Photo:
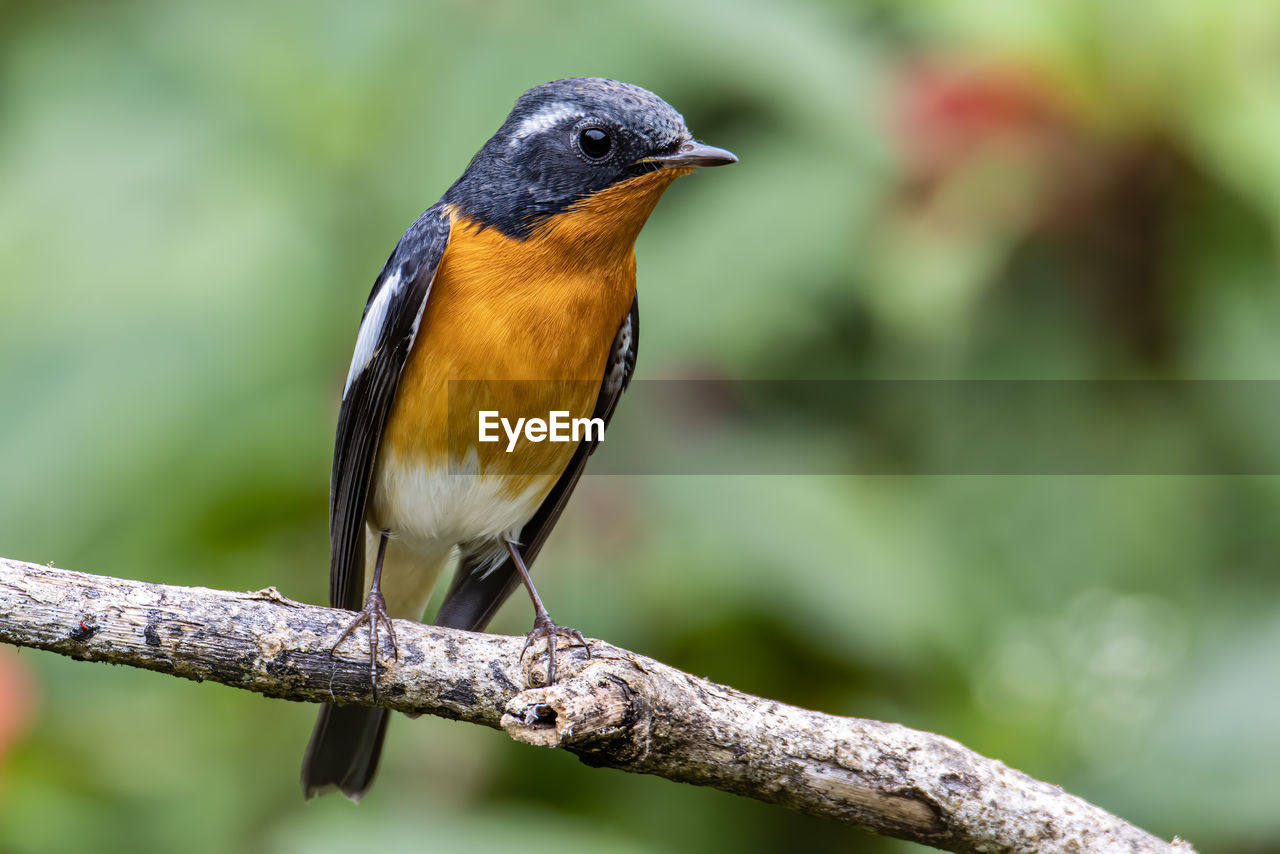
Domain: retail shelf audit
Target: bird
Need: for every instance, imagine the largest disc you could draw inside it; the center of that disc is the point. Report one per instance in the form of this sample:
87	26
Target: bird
516	291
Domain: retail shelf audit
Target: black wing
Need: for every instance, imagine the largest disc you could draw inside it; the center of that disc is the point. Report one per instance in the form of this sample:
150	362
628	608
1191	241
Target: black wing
385	337
475	593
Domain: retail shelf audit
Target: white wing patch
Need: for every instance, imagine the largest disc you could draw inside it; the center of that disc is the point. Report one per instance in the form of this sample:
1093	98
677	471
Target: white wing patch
371	329
548	117
617	370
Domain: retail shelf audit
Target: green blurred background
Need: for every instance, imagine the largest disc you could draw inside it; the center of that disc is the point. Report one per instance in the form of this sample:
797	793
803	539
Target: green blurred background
195	200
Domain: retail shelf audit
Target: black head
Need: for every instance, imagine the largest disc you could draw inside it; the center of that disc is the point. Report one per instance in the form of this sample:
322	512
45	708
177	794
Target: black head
567	140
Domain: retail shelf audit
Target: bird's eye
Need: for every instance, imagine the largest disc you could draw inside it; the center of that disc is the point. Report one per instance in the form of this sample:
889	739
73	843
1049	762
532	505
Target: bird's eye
595	144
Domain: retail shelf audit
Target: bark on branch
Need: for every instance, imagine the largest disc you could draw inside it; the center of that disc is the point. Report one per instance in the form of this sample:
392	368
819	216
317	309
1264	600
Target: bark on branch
616	709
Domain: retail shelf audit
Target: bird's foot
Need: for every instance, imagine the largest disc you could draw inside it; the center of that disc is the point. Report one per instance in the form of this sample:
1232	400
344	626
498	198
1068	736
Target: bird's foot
373	615
545	629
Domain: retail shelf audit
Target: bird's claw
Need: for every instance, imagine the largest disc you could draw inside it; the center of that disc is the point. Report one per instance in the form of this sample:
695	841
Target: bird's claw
373	615
545	629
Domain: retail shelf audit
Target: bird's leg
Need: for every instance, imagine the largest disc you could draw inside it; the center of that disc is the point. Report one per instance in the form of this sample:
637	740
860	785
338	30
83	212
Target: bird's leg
373	615
544	628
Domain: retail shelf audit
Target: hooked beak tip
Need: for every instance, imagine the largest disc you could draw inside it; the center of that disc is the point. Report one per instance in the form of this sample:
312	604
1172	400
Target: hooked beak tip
694	154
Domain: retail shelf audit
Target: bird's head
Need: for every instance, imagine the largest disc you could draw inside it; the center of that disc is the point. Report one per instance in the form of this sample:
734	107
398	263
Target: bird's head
585	142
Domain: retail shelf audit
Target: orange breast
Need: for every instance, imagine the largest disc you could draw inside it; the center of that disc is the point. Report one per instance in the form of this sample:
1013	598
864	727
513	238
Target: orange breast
543	310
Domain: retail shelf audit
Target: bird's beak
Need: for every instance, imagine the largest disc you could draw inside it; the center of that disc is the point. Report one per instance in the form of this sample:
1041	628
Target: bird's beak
693	154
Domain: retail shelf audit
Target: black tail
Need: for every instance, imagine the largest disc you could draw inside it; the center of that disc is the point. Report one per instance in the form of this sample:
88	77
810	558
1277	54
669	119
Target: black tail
348	739
343	750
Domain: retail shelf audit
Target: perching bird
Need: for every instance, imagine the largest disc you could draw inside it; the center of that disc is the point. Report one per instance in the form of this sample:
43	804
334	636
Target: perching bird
524	270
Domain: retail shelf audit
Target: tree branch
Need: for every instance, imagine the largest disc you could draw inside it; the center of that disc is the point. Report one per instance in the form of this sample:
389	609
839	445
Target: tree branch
616	709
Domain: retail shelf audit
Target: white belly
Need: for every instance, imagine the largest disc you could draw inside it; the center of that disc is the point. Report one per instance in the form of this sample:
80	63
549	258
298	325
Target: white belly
429	511
430	507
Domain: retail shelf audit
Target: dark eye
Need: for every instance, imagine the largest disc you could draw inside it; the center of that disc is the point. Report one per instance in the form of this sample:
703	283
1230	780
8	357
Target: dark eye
595	144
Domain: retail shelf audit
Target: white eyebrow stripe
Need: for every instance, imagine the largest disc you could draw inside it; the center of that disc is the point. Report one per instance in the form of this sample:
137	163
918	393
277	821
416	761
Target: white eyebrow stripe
371	329
548	117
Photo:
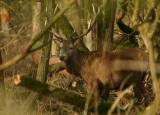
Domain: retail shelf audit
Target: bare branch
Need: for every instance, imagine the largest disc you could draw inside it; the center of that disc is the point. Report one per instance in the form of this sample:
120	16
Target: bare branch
35	39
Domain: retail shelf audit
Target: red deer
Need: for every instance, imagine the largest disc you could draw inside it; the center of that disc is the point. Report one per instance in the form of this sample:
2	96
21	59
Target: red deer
96	69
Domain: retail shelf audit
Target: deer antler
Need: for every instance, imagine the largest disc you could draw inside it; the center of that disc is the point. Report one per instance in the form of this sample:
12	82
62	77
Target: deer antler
58	37
90	25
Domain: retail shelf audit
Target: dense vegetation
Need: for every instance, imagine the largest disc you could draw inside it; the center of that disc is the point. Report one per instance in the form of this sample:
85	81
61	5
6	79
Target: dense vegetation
34	81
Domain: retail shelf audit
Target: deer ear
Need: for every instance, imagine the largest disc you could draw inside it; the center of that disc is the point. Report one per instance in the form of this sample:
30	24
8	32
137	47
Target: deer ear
76	41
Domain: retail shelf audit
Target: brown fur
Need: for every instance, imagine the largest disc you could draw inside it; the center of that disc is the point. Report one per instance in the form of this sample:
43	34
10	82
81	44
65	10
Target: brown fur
96	69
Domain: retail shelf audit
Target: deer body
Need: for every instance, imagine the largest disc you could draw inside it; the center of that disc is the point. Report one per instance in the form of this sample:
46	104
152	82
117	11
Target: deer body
96	69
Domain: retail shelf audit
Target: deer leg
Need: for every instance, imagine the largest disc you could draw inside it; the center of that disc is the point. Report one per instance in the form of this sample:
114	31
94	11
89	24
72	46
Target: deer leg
139	91
103	90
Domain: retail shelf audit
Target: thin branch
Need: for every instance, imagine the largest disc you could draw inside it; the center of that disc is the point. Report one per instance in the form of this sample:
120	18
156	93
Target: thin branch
35	39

*****

▸ **YOUR OBJECTIVE**
Your copy should match the data above exactly, apart from the pictures.

▸ **ANSWER SECTION**
Photo:
Domain: retail shelf audit
Target: bird
Need: for every instance, imagine the largest disc you could draw inside it; the center of that disc is the point. Report one per instance in the form of this sample:
87	26
Target: bird
516	291
Domain: retail shelf audit
Target: black wing
Need: for every instance, imagine the largest disc you could draw inside it; the center of that disc is the point. Report one per instance in the form of this sample:
150	362
628	608
1191	241
Target: black wing
385	337
475	593
Domain: retail shelf audit
Target: white wing patch
Need: for every instance, imagine the largest disc you could draw inside it; the center of that disc is the point. Report one per instance in the form of this sample:
1093	98
677	471
Target: white wing patch
371	329
548	117
617	370
Domain: retail shelf audit
Target: green blurred background
Need: for every instance, imagine the largest disc you could draw inside it; the center of that disc is the point. Report one per instance in the form of this sample:
797	793
803	539
Target: green blurred background
195	200
Domain: retail shelf audit
Target: black head
Need: for every instance, imagine the largest disc you could draw inside it; the center of that disc is the point. Report one per instance in the form of this sample:
322	512
45	708
177	794
Target: black head
567	140
Domain: retail shelf audit
Target: bird's eye
Need: for every instance, imagine the largest disc you could draw inside it; the center of that disc is the point. Report one per instance in the form of this sample:
889	739
73	843
1049	762
532	505
Target: bird's eye
595	144
Domain: retail shelf audit
Target: bark on branch
Need: for every instance, imagine the largest disc you could draw inside it; the center of that disc is the point. Report one per instance in the form of this sample:
392	368
819	216
317	309
1264	600
Target: bark on branch
616	709
Domain: retail shelf audit
Target: bird's foot
Need: for every instance, imagine the largest disc you could draw inside it; the center of that disc is the point. Report one per instance in the form of this sample:
1232	400
344	626
498	198
1068	736
Target: bird's foot
373	615
545	629
Domain: retail shelf audit
Target: bird's claw
Need: for every instance, imagine the largest disc you could draw inside it; the center of that disc is the point. Report one per instance in the form of this sample:
695	841
Target: bird's claw
373	615
545	629
Domain: retail shelf audit
Target: bird's leg
Need: for every instance, imagine the largest disc you could draw inside it; the center of that disc is the point. Report one per instance in the form of this sample:
637	740
860	785
338	30
83	212
Target: bird's leg
373	615
544	628
Domain: retail shelf audit
Target: hooked beak tip
Need: for every instance, imagine the largest disc you could draw inside it; the center of that disc is the point. Report one per instance in the form of this sample:
312	604
1172	400
Target: hooked beak tip
694	154
Domain: retail shelf audit
Target: bird's head
Need: for every instance, imagine the largest disc you could draw inside it; the center of that disc is the point. Report one per instance in the form of this sample:
734	107
398	263
Target: bird's head
585	142
Domain: retail shelf audit
Target: orange breast
Need: for every instance, imagine the largest disc you could draw inside it; the center of that disc is the point. Report one per instance in the form of this sample:
1013	598
864	727
513	238
Target: orange breast
543	310
Domain: retail shelf audit
Target: bird's beak
Need: for every instance, imagine the largest disc you could draw inside it; the center of that disc is the point. Report one per instance in the form of this sample:
1041	628
Target: bird's beak
693	154
Domain: retail shelf audit
Target: black tail
Need: for every instance, imagine the largest disc you could draw inside it; the center of that disc is the point. Report one per instance in the form of this sample:
88	77
810	558
1277	54
669	119
Target: black tail
348	739
343	750
Domain: retail shelf audit
Target: perching bird
Need: for every instance, imagine the largest disc you could draw inside it; the center of that disc is the point. Report one per instance in the form of this sample:
43	804
334	636
Target: perching bird
524	270
Domain: retail shelf audit
Target: tree branch
Need: for every instance, imagine the largest disc you could draw inside it; the center of that disc is the point. Report one per instance in the form of this sample:
389	609
839	445
Target: tree branch
616	709
Domain: retail shelf audit
Target: white belly
Need: for every instance, imagine the largest disc you could draw inside it; the center of that disc is the point. Report one per instance in the form of this sample:
80	63
549	258
298	325
Target: white belly
429	511
430	507
Domain: retail shelf audit
Target: dark eye
Need: for every instance, imagine the largest disc you could draw inside it; the center of that disc is the point. Report one per instance in the form of this sample:
703	283
1230	780
8	357
Target: dark eye
595	144
Domain: retail shelf audit
Target: white eyebrow stripe
Need: for every instance, imagine the largest disc you could draw inside it; the center of that disc is the point. Report one per instance in the form of this sample:
137	163
918	393
277	821
416	761
Target: white eyebrow stripe
371	329
548	117
Photo:
Domain: retail shelf audit
Target: bare branch
Need: for every instance, imagine the largest disc you could draw inside it; the center of that disc is the point. Report one per instance in the form of this sample:
120	16
Target: bare branch
35	39
Domain: retail shelf audit
Target: red deer
Need: for every instance, imagine the largest disc you could draw inside it; the center of that disc is the point. Report one per instance in the form of this sample:
2	96
21	59
Target: red deer
96	69
Domain: retail shelf audit
Target: deer antler
Need: for every instance, imagine the largest disc you could draw inside it; the center of that disc is the point. Report one per instance in the form of this sample:
12	82
62	77
Target: deer antler
58	37
90	25
Domain: retail shelf audit
Target: dense vegetation
Need: for every instance, imagine the largest disc you could draw inside it; the center of that disc is the point. Report one per instance in the form of this sample:
85	81
61	5
6	79
Target: dense vegetation
34	81
Domain: retail shelf audit
Target: deer ear
Need: for every instance, imagine the largest disc you could draw inside it; the center of that disc is the point. Report one per instance in the form of this sample:
30	24
8	32
137	47
Target: deer ear
76	41
Domain: retail shelf audit
Target: brown fur
Need: for every instance, imagine the largest disc you could draw inside it; the center of that disc is the point. Report one per instance in the form of this sample:
43	34
10	82
81	44
65	10
Target: brown fur
96	69
Domain: retail shelf audit
Target: deer body
Need: for every instance, imagine the largest disc you could draw inside it; the center of that disc is the point. Report one per instance in the form of this sample:
46	104
152	82
117	11
Target: deer body
96	69
Domain: retail shelf audit
Target: deer leg
Need: for every instance, imagine the largest disc you could draw inside it; the center of that disc is the point. Report one per instance in the form of this sample:
114	31
94	11
89	24
72	46
Target: deer leg
139	91
103	90
Domain: retail shelf audit
Target: thin branch
Need: for every instance, imagine the largest disc you could draw inside it; the center of that disc is the point. Report one per instance in the form of this sample:
120	18
156	93
Target: thin branch
35	39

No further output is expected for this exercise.